(Saved entries)
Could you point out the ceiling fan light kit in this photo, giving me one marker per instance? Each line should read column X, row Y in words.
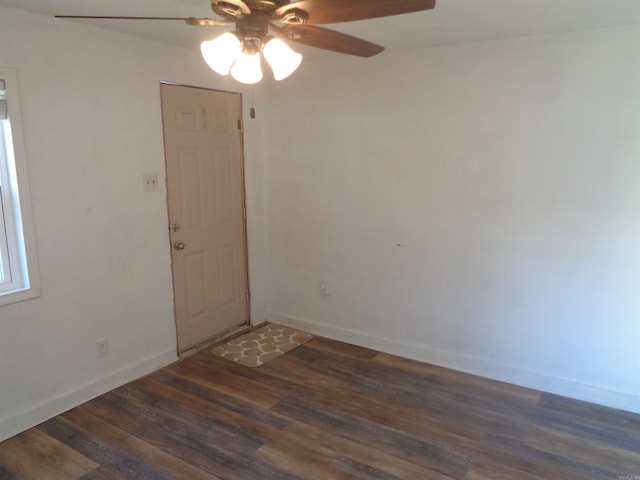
column 228, row 54
column 239, row 53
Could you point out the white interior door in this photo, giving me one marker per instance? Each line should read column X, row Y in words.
column 205, row 184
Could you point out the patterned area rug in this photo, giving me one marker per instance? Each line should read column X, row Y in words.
column 262, row 345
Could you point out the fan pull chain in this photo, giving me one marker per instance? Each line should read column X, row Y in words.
column 252, row 110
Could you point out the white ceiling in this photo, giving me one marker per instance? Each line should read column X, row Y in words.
column 451, row 22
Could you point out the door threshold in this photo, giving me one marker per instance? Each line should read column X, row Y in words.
column 224, row 335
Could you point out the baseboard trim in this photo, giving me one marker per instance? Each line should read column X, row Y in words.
column 467, row 364
column 41, row 412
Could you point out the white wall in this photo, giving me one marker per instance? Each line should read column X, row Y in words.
column 475, row 206
column 92, row 126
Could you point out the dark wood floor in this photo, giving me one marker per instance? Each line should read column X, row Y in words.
column 326, row 410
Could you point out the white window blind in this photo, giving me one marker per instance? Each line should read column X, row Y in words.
column 18, row 276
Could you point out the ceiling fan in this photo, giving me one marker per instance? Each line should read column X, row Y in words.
column 238, row 52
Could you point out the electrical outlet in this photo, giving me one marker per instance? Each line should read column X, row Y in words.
column 102, row 347
column 151, row 182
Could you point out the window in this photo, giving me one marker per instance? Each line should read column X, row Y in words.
column 18, row 274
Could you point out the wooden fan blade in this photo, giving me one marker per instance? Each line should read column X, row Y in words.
column 196, row 22
column 122, row 18
column 326, row 39
column 336, row 11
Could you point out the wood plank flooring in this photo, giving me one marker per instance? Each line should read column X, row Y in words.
column 326, row 410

§ Assignment: The answer must be the line containing "Could you point out the window" and every line after it to the end of the data, exactly as written.

§ Solution to this task:
Could you point out the window in this photo, giving me one marker per instance? Each line should read column X, row Y in words.
column 18, row 274
Could you point out the wooden fan blade in this photo, giving me one marker per instance? Each line should read column X, row Y in words.
column 196, row 22
column 122, row 18
column 326, row 39
column 336, row 11
Could you point out the wood plank flooring in this photo, giving me one marker per instance? Each line should read column X, row Y in words.
column 326, row 410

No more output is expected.